▶ _Список заданий_
1. Каким указом и какого числа, согласно тексту о политике памяти, была учреждена «Комиссия по противодействию фальсификациям истории при Президенте РФ»?
2. Повторите дословно фрагмент текста о политике памяти: начните со слов «1.3. За прошедший» и остановитесь после слов «Памяти в РФ.».

▶ _Исходный текст_
※
Так есть ли у сегодняшней России Политика Памяти, а также — те современные средства, современный инструментарий, который позволил бы нам активно воздействовать уже на сегодняшнюю и тем более на завтрашнюю ситуацию, преобразовывать её и формировать в необходимом нам направлении?
Политика Памяти как реальность в современной РФ
Справедливости ради необходимо отметить, что, по сравнению с абсолютно в этом смысле катастрофическим временем 90-х, в сегодняшней России предпринимаются определённые попытки сформировать национальную Политику Памяти или, по крайней мере, нащупать пути её реализации. Попробуем просто перечислить основные шаги или попытки в этом направлении, предпринимаемые в РФ 2000-х годов:
1. Конечно, наиболее заметным шагом является учреждение Указом №549 от 15.05.2009 г. «Комиссии по противодействию фальсификациям истории при Президенте РФ».
Что, на наш взгляд, здесь примечательного:
1.1. Создание этой Комиссии немедленно вызвало целый шквал негативных отзывов, критики как у нас в стране, со стороны «прогрессивной общественности», так и со стороны зарубежных «историков». Это значит, что был сделан верный шаг, безусловно, в правильном направлении.
1.2. К сожалению, состав Комиссии не отвечает её главной задаче — задаче инициирования и активного управления процессом формирования под патронатом государства институтов национальной Политики Памяти. В составе Комиссии абсолютное большинство составляют чиновники, у которых, по определению, нет ни времени, ни желания заниматься этой работой. Разумеется, чиновники для связи всей этой деятельности с государственной политикой в составе Комиссии должны быть, но активное ядро, конечно, должны составлять люди, для которых отстаивание интересов национальной Памяти России является смыслом жизни и основным занятием: ныне активно действующие историки, философы, социологи, публицисты, аналитики, общественные и политические деятели.
1.3. За прошедший год российская общественность так и не увидела, к сожалению, плодов или признаков внятной и эффективной работы этой Комиссии, имеется в виду, не только по отмечанию Дня Победы, но и по формированию системы эффективных институтов национальной Памяти в РФ.
2. Общественные, научные, интеллектуальные центры, фонды и объединения.
※
▶ _Определение местоположения_
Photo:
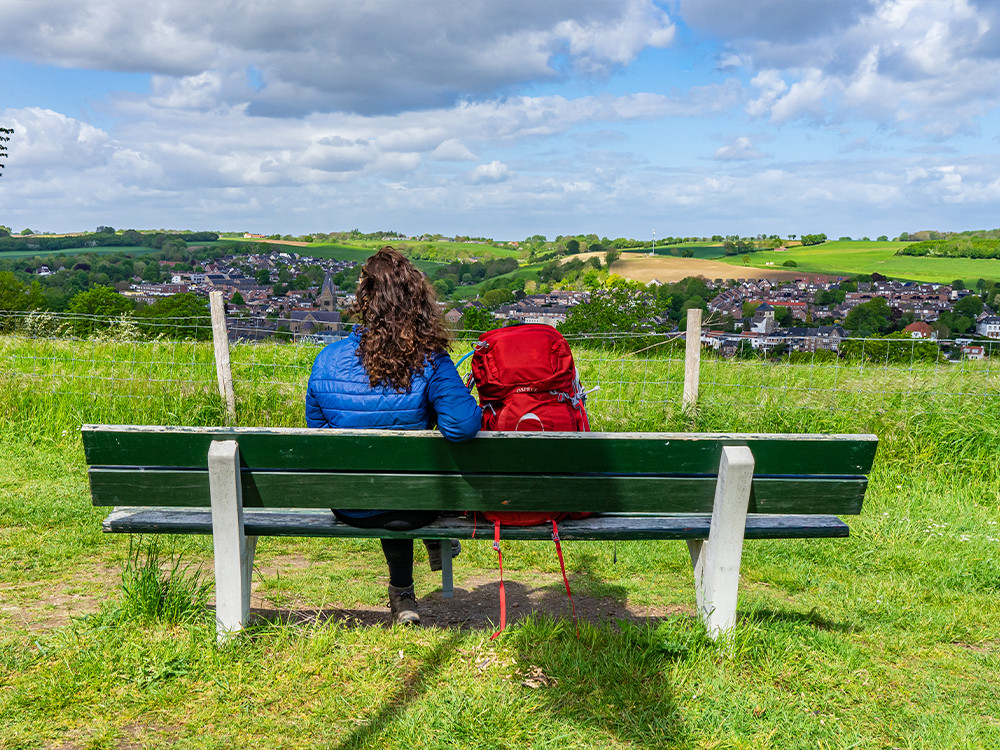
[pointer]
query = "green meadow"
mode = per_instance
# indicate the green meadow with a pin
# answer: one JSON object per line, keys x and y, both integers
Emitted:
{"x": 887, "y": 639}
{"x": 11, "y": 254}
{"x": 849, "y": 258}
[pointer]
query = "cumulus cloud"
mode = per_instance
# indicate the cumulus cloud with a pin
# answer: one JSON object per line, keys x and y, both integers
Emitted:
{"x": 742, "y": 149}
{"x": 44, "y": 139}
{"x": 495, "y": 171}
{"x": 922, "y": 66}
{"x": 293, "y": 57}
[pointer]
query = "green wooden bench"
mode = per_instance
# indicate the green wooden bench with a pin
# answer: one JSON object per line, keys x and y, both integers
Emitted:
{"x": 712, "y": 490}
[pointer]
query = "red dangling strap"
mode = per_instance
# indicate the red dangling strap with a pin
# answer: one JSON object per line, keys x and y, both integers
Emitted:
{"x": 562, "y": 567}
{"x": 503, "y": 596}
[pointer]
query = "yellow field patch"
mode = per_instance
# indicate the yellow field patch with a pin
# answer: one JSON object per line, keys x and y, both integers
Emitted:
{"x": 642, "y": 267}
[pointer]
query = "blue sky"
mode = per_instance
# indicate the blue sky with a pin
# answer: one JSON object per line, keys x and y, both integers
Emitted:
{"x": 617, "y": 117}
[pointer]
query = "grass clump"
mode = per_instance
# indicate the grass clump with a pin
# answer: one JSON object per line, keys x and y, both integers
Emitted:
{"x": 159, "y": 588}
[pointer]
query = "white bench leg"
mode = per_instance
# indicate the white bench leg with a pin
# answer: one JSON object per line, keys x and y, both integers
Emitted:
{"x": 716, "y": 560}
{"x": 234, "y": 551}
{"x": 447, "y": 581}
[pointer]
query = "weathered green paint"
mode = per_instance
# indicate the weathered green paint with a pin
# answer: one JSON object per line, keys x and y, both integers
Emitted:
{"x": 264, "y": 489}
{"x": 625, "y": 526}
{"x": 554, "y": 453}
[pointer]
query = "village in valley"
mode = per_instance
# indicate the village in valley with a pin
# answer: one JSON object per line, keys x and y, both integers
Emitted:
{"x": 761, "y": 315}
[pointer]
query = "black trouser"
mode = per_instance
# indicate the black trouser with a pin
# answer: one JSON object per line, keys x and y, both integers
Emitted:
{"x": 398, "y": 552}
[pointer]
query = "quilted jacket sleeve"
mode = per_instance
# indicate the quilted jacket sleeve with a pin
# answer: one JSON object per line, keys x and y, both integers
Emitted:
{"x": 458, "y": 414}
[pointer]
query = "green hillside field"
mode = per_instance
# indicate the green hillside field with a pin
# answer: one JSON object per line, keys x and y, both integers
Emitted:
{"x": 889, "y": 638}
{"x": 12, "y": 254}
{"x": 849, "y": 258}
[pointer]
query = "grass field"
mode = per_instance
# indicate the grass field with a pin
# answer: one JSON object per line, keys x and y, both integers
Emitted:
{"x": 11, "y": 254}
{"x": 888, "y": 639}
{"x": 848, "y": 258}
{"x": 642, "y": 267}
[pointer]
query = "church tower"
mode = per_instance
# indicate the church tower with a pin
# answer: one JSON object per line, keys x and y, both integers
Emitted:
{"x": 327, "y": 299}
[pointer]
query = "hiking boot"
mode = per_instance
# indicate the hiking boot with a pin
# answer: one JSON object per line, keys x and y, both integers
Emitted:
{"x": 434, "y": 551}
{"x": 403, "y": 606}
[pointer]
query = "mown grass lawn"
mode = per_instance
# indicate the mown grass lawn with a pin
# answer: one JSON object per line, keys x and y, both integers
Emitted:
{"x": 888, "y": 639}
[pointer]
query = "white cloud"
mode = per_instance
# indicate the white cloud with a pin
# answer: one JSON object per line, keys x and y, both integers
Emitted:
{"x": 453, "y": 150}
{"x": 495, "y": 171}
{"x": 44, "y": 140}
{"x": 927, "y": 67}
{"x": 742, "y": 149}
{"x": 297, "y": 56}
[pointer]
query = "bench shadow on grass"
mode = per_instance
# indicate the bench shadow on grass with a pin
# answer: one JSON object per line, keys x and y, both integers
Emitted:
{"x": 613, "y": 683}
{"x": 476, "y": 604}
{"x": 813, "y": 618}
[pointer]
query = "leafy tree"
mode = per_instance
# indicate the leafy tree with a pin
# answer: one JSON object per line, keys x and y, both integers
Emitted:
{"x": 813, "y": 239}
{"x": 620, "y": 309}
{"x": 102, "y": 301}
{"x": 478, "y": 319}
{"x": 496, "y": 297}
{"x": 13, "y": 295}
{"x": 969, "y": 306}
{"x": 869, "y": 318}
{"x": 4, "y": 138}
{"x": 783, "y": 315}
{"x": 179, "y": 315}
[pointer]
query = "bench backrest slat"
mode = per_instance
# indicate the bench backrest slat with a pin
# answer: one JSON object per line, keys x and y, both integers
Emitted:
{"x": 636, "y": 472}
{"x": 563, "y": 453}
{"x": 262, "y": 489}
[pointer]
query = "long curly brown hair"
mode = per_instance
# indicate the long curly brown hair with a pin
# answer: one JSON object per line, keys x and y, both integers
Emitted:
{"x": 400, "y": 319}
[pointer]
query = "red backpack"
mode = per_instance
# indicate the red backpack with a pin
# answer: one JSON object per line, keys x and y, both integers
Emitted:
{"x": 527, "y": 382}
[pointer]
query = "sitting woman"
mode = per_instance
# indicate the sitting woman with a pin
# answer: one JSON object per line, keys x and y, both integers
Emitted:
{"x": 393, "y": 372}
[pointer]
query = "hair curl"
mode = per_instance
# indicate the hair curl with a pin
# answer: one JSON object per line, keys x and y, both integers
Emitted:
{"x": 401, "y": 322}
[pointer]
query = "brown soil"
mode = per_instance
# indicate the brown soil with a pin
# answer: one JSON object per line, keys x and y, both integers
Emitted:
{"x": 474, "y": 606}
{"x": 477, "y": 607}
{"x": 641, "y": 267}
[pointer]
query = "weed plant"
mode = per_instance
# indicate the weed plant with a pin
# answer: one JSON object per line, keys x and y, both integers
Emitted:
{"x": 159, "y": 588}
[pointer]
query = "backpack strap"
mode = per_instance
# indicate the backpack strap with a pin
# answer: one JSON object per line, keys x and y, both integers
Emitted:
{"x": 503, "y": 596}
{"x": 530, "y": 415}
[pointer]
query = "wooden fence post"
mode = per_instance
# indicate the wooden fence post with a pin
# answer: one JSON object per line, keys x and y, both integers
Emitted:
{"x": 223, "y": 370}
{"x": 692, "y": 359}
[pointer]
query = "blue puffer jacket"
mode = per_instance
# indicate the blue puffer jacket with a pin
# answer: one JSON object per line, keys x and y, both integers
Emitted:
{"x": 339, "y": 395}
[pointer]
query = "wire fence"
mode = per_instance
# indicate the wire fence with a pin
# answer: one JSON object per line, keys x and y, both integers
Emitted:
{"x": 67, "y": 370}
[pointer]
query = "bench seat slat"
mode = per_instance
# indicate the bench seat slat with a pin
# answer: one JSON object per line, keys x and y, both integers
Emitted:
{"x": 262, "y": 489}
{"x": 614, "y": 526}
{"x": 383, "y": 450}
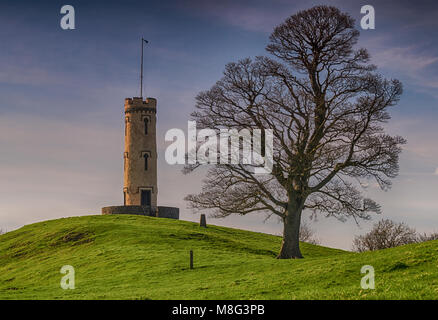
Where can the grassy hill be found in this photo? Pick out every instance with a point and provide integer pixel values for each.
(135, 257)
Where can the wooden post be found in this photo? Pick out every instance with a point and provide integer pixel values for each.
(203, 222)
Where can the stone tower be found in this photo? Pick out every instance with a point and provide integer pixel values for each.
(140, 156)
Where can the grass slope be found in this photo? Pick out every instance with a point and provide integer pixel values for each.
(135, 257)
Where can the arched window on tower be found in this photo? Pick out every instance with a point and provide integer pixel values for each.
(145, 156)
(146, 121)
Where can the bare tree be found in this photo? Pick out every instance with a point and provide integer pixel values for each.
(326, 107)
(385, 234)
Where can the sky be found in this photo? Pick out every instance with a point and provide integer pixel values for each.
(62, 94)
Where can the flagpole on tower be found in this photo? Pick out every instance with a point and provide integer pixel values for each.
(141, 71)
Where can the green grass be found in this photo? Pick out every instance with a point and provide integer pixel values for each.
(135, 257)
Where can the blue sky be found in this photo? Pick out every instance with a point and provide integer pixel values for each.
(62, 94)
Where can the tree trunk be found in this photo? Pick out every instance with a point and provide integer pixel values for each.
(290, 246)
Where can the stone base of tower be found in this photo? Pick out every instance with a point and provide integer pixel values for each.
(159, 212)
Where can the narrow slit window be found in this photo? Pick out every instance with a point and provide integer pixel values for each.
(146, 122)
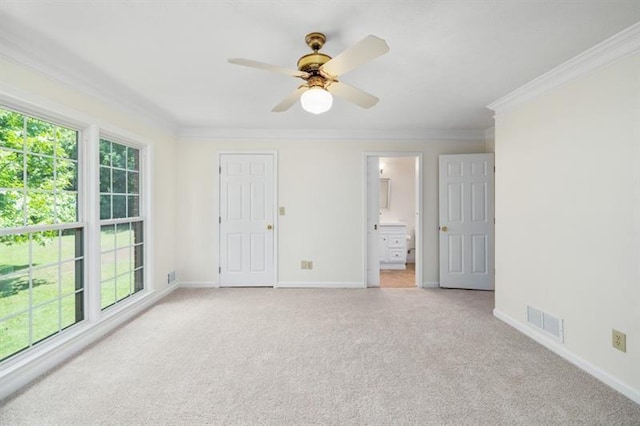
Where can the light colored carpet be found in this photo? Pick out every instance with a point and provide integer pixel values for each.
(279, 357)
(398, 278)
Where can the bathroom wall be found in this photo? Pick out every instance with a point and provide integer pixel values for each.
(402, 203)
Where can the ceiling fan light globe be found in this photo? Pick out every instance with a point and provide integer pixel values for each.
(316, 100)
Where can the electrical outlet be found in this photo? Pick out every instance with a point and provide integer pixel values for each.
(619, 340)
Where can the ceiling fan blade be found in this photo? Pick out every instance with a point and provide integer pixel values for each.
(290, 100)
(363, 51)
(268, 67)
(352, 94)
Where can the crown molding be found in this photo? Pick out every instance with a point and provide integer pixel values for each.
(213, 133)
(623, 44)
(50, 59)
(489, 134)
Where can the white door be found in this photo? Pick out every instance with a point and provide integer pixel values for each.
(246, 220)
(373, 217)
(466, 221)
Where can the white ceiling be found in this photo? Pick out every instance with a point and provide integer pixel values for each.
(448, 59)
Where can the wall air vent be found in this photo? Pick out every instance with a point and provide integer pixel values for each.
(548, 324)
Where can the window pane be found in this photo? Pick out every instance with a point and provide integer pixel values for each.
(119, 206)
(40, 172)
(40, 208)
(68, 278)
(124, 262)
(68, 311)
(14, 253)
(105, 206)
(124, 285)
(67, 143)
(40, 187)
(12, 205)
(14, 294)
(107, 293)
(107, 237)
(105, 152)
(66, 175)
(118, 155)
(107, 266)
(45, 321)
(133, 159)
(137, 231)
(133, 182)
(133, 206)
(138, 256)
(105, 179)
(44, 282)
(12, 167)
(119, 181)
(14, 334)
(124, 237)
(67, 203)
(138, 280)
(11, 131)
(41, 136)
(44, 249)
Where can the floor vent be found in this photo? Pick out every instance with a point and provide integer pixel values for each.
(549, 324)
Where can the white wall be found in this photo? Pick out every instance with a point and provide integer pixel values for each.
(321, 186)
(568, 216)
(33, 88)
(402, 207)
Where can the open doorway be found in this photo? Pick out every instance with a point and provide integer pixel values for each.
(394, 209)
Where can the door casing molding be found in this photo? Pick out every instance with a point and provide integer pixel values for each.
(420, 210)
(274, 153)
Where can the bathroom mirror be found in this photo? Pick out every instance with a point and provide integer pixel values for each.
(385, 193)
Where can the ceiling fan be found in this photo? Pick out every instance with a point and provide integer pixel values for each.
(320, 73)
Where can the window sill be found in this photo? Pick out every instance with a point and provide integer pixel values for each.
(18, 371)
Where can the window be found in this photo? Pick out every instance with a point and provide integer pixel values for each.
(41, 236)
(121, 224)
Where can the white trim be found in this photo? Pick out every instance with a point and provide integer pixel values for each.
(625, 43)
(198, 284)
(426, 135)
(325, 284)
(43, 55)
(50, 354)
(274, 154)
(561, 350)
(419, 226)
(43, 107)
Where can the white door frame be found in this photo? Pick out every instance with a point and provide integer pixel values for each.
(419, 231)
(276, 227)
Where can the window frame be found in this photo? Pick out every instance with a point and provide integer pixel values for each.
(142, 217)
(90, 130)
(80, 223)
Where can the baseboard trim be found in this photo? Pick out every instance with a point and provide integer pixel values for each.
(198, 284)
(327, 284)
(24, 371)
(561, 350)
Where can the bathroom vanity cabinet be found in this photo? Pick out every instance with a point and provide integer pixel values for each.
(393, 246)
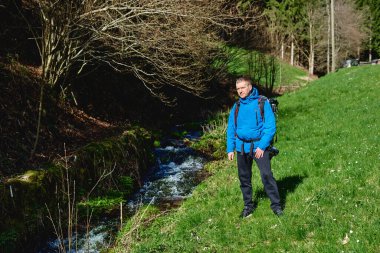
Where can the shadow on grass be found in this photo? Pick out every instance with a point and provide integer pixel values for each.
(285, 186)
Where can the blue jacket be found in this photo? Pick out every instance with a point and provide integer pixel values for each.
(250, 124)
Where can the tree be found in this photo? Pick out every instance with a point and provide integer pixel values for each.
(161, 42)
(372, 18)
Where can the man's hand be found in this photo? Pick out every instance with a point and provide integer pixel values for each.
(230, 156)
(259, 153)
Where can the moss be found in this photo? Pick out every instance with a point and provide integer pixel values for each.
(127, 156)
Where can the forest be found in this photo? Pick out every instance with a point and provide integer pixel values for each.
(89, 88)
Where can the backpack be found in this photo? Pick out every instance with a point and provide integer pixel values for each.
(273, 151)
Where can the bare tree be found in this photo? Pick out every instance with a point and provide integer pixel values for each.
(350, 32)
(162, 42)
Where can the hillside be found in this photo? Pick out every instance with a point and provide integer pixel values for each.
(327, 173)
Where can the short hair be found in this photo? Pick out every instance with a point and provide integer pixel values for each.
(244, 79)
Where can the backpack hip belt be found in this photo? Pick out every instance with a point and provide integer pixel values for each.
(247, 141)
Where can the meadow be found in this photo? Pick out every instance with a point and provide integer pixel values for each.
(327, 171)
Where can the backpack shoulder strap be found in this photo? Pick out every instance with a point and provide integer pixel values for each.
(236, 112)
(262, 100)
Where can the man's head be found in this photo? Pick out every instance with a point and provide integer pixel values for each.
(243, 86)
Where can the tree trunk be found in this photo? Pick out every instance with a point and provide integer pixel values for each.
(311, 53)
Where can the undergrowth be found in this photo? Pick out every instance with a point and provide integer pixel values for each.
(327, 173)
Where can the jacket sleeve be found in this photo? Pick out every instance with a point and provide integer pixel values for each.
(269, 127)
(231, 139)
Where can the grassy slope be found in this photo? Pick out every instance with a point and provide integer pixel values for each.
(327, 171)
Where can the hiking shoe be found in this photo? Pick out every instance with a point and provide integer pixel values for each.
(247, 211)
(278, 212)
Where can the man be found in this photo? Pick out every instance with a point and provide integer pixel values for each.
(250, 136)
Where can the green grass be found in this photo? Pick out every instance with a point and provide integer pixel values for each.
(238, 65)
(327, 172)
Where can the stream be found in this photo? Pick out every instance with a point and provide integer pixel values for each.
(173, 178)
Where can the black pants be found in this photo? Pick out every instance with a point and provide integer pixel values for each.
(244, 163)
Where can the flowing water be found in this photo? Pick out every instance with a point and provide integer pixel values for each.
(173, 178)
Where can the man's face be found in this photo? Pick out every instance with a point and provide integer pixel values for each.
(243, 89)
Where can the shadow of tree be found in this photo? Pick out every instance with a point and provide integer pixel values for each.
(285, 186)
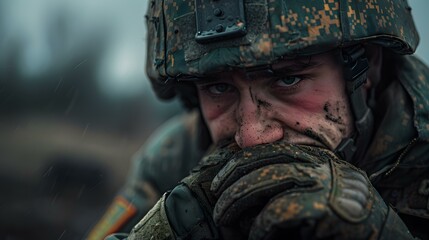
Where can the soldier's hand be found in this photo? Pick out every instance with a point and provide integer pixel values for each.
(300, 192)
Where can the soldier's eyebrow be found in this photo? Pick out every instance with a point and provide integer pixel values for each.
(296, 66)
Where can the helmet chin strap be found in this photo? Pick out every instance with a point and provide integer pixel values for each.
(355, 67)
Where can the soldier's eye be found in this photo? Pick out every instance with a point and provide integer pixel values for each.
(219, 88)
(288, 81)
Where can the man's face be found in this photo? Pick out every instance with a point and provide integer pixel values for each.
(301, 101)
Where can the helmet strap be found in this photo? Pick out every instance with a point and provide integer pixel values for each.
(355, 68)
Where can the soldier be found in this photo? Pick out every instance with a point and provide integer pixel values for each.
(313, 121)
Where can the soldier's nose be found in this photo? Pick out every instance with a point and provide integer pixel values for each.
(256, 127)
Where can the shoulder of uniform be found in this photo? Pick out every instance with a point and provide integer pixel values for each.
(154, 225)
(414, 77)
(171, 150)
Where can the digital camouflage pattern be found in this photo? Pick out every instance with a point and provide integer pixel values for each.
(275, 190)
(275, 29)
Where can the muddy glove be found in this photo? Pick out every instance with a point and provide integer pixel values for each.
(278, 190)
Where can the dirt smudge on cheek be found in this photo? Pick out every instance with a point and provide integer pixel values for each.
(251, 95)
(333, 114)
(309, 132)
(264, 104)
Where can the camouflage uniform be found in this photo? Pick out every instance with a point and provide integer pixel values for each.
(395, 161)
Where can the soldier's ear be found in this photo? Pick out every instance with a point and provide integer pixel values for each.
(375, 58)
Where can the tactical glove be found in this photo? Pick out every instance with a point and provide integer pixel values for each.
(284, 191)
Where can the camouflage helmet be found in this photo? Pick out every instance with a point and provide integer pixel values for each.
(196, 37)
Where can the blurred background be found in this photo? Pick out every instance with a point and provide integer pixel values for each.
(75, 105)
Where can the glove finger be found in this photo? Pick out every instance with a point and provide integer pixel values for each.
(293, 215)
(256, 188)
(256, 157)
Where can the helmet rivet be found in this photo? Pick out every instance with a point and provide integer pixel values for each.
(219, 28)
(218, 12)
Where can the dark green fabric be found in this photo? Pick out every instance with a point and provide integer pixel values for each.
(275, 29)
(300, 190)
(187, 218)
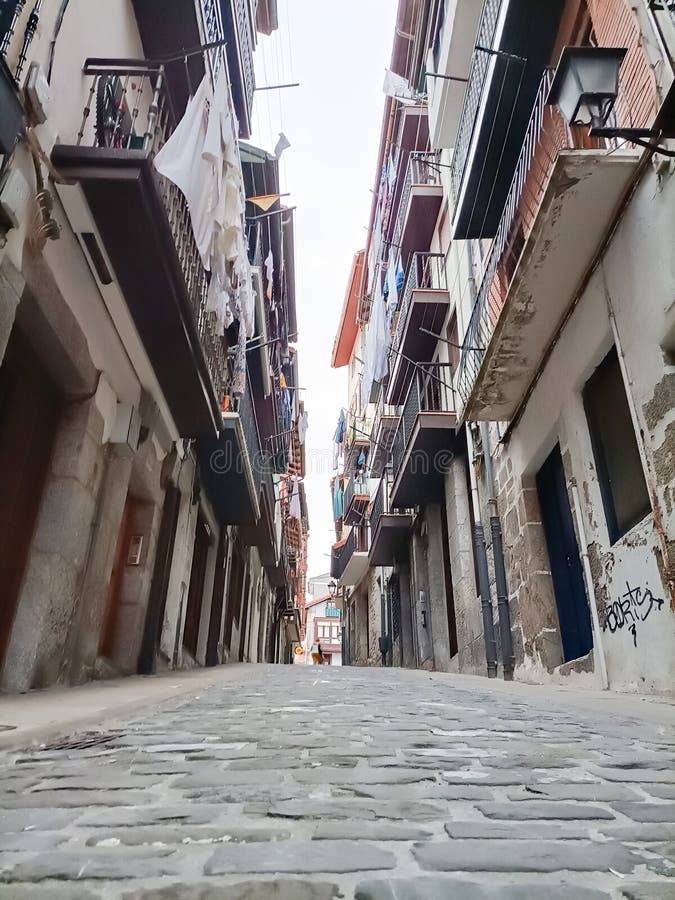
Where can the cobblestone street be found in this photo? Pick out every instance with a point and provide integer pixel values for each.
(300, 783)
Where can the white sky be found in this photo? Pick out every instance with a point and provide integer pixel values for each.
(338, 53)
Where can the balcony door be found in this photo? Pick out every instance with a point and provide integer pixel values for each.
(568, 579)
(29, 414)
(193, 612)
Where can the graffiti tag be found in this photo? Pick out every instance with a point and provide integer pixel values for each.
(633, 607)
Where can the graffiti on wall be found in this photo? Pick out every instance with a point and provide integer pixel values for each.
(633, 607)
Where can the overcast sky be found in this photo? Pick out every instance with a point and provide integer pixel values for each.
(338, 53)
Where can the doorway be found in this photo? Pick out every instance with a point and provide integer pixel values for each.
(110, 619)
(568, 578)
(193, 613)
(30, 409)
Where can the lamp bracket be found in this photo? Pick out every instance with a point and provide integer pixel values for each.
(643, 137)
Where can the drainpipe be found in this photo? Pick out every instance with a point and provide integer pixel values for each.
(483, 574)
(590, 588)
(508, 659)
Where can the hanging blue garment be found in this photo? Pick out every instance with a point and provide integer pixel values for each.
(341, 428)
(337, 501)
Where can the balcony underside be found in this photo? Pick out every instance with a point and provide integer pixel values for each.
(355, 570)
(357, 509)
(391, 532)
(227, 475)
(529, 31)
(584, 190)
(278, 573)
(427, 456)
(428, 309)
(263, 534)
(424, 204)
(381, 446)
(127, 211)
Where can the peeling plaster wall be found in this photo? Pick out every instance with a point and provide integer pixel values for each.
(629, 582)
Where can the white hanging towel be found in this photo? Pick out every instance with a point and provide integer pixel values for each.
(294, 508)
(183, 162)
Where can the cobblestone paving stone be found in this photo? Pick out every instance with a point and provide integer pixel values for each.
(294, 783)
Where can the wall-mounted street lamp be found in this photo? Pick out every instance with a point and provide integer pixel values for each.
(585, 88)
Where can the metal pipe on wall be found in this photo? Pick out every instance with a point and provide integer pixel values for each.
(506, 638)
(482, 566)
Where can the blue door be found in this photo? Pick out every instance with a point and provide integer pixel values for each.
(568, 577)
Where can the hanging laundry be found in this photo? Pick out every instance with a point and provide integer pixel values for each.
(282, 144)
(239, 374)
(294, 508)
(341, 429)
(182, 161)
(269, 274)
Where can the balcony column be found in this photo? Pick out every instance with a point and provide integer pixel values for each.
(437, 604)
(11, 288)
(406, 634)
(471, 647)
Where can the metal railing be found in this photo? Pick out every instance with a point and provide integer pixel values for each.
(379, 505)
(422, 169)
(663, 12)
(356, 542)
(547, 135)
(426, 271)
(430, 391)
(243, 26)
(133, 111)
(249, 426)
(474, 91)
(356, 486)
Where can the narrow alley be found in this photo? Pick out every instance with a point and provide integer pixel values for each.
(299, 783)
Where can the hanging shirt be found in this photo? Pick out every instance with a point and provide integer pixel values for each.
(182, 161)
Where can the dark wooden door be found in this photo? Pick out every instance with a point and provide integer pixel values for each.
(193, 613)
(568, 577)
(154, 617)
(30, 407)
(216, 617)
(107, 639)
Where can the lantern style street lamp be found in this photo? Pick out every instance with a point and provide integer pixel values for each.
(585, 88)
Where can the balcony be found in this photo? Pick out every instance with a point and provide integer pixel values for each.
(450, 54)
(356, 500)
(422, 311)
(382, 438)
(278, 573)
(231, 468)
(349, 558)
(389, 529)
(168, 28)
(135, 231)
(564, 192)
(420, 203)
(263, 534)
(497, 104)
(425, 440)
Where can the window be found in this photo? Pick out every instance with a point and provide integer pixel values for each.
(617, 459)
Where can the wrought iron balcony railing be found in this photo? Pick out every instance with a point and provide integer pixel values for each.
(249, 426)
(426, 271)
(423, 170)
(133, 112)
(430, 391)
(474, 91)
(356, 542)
※
▶ _Выполненное задание_
1. Комиссия была учреждена Указом №549 от 15.05.2009 г.

2.
1.3. За прошедший год российская общественность так и не увидела, к сожалению, плодов или признаков внятной и эффективной работы этой Комиссии, имеется в виду, не только по отмечанию Дня Победы, но и по формированию системы эффективных институтов национальной Памяти в РФ.